• Work instruction
Here the requirement is to repeat every record exactly, in full.

• Collection entries
■ ■ ■

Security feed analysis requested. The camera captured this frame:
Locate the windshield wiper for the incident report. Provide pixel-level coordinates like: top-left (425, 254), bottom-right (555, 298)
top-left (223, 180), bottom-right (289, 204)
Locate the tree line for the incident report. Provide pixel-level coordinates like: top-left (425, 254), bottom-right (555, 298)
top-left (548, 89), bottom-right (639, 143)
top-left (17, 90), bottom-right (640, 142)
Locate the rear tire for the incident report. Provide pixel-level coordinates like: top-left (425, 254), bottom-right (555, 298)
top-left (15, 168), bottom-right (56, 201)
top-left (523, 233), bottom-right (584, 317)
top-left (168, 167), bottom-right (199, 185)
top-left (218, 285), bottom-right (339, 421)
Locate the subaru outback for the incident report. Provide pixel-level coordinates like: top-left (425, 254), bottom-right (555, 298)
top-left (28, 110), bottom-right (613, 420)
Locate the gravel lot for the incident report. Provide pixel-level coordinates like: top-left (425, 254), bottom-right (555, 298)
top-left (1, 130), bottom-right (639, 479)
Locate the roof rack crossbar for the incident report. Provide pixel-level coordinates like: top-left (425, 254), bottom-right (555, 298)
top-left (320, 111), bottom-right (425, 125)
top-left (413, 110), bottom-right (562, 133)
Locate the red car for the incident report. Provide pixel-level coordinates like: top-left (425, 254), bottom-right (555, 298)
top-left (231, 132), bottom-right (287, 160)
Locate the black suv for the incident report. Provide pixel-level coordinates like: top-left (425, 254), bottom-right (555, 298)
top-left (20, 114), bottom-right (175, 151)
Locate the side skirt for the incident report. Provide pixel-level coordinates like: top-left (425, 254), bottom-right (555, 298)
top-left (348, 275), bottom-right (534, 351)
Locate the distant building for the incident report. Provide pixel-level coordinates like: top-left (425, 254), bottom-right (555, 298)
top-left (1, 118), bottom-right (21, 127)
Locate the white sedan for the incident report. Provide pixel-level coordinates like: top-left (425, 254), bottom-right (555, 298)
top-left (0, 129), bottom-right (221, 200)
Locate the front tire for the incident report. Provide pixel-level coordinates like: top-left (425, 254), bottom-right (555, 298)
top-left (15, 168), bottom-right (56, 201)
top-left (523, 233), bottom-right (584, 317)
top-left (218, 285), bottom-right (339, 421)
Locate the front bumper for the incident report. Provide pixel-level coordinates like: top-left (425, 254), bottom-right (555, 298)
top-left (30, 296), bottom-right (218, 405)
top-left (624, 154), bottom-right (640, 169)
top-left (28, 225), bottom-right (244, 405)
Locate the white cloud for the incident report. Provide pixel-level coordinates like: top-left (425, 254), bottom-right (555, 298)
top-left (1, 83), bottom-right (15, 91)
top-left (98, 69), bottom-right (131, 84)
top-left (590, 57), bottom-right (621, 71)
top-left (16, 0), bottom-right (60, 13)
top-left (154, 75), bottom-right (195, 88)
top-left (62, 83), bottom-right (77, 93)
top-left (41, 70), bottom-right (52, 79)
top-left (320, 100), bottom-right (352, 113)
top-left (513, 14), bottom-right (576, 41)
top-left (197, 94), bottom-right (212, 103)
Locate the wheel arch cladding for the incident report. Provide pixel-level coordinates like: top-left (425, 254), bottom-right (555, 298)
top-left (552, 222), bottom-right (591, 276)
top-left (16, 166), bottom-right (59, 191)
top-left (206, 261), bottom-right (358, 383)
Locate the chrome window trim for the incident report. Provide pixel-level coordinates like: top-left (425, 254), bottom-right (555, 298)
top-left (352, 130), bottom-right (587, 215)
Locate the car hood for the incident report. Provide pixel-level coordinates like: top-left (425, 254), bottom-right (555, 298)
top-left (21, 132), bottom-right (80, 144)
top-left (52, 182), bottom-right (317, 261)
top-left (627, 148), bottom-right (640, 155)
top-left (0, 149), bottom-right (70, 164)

■ ■ ■

• Exercise answer
Security feed analysis requested. The camera captured this frame:
Locate the windshield wiper for the incident report. Provide pixel-level coordinates like: top-left (425, 254), bottom-right (555, 298)
top-left (223, 180), bottom-right (289, 204)
Locate the tree line for the incident report. Provide pixel-level coordinates like: top-left (425, 254), bottom-right (555, 298)
top-left (548, 89), bottom-right (639, 143)
top-left (17, 90), bottom-right (640, 142)
Locate the rear tire for the incident report. Provide pixel-level coordinates like: top-left (425, 254), bottom-right (555, 298)
top-left (15, 168), bottom-right (56, 201)
top-left (523, 233), bottom-right (584, 317)
top-left (168, 167), bottom-right (199, 185)
top-left (218, 285), bottom-right (339, 421)
Locate the subaru outback for the incident report. Provide pixel-level coordinates like: top-left (425, 254), bottom-right (555, 298)
top-left (28, 110), bottom-right (613, 420)
Locate the gravel lot for the incident report. Provide pixel-level coordinates like: top-left (425, 254), bottom-right (555, 298)
top-left (1, 130), bottom-right (639, 479)
Locate the roof rack crossbar for the incident report. Provide pixel-level coordinates like: top-left (425, 254), bottom-right (555, 298)
top-left (320, 111), bottom-right (425, 125)
top-left (413, 110), bottom-right (562, 133)
Locate the red car for the incident report. Provide pixel-level coordinates like: top-left (425, 254), bottom-right (555, 298)
top-left (231, 132), bottom-right (287, 160)
Locate the black suv for the incident report. Provide pixel-level coordinates like: top-left (425, 254), bottom-right (555, 298)
top-left (20, 114), bottom-right (175, 151)
Locate the side skirt for the incident report. Provide pixel-level coordinates like: top-left (425, 254), bottom-right (555, 298)
top-left (348, 275), bottom-right (534, 351)
Locate the distant building for the incident report. Provide pixel-level coordinates like: top-left (425, 254), bottom-right (555, 298)
top-left (1, 118), bottom-right (21, 127)
Locate the white sedan for the incident report. Provide pixel-level coordinates like: top-left (425, 254), bottom-right (555, 298)
top-left (0, 129), bottom-right (221, 200)
Locate the front tire for the incident report. Provide pixel-level coordinates like: top-left (425, 254), bottom-right (555, 298)
top-left (15, 168), bottom-right (56, 201)
top-left (523, 233), bottom-right (584, 317)
top-left (218, 285), bottom-right (339, 421)
Locate the front bumper for the incident report. Provide pixel-level coordinates like: top-left (425, 254), bottom-right (555, 298)
top-left (30, 296), bottom-right (218, 405)
top-left (624, 154), bottom-right (640, 169)
top-left (28, 225), bottom-right (244, 405)
Locate the white cloud for the incident report. Provide pixel-level coordinates like: top-left (425, 254), bottom-right (555, 298)
top-left (1, 83), bottom-right (15, 91)
top-left (98, 69), bottom-right (131, 84)
top-left (590, 57), bottom-right (621, 71)
top-left (16, 0), bottom-right (60, 13)
top-left (154, 75), bottom-right (195, 88)
top-left (62, 83), bottom-right (77, 93)
top-left (41, 70), bottom-right (52, 79)
top-left (320, 100), bottom-right (352, 113)
top-left (513, 14), bottom-right (576, 41)
top-left (197, 94), bottom-right (212, 103)
Locate the wheel arch cladding for the incident report. Provide pixel-level coordinates like: top-left (425, 254), bottom-right (555, 298)
top-left (552, 222), bottom-right (591, 276)
top-left (16, 166), bottom-right (59, 191)
top-left (206, 261), bottom-right (358, 383)
Locate the chrome window trim for the incident report. Provide pixel-level coordinates like: top-left (425, 254), bottom-right (555, 298)
top-left (352, 130), bottom-right (587, 215)
Locate the car hood for the incident report. Provide pixel-level coordinates like: top-left (425, 254), bottom-right (555, 298)
top-left (21, 132), bottom-right (80, 144)
top-left (52, 182), bottom-right (317, 261)
top-left (627, 148), bottom-right (640, 155)
top-left (0, 149), bottom-right (70, 164)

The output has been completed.